--- MATERIAL PROVIDED Enclosed Below ---
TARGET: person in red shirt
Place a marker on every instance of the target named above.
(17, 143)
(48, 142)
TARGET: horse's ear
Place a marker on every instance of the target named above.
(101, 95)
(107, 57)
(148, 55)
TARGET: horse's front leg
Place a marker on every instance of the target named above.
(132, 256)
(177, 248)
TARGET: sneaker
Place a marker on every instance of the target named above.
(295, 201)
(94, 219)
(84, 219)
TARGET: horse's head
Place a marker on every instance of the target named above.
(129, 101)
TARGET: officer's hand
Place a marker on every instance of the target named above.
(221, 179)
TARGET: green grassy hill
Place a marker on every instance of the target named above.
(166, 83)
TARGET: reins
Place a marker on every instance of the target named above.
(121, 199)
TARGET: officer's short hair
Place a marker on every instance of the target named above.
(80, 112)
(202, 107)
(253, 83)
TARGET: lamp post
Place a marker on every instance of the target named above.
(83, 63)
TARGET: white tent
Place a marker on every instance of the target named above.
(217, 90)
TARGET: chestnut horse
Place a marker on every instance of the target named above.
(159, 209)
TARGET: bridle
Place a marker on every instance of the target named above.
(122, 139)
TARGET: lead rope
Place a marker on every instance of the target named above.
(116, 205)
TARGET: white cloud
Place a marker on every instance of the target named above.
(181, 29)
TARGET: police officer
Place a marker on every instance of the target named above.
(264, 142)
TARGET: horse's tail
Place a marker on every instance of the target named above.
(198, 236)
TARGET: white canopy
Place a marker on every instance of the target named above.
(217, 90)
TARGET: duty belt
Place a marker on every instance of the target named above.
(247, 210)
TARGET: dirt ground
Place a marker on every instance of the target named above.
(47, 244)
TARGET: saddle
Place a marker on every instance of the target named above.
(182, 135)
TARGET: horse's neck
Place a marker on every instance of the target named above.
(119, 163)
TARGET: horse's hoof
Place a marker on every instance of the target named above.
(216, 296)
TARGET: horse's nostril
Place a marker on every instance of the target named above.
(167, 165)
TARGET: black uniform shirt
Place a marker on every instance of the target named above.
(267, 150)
--- End of Enclosed MATERIAL PROVIDED ---
INSTRUCTIONS FOR THE TASK: I would like you to restate word for word the lines from the one with "TARGET: lead rope" through the last line of the material above, and only those.

RESPONSE AREA:
TARGET: lead rope
Place a marker on every instance of the target named above.
(116, 205)
TARGET: white cloud
Place a marker on every instance of the target named above.
(181, 29)
TARGET: police officer
Place a marker on every instance of the target named above.
(264, 142)
TARGET: horse's tail
Place a marker on every instance of the target named above.
(198, 236)
TARGET: white canopy
Place a marker on every instance of the target named above.
(217, 90)
TARGET: duty belt
Place a marker on every instance of the target named above.
(247, 210)
TARGET: dirt ground
Place a marker on every instance of the target named above.
(47, 244)
TARGET: saddle
Place a marker on every instance of the target named above.
(182, 135)
TARGET: horse's neck
Place a marker on every instance of the target named above.
(119, 163)
TARGET: horse's hoof
Place a marker on every instance of the target named above.
(216, 296)
TARGET: horse's nostril
Place a marker on every instance of the target named above.
(167, 165)
TARGET: black uniform shirt
Place a marker on every instance of the target named above.
(267, 150)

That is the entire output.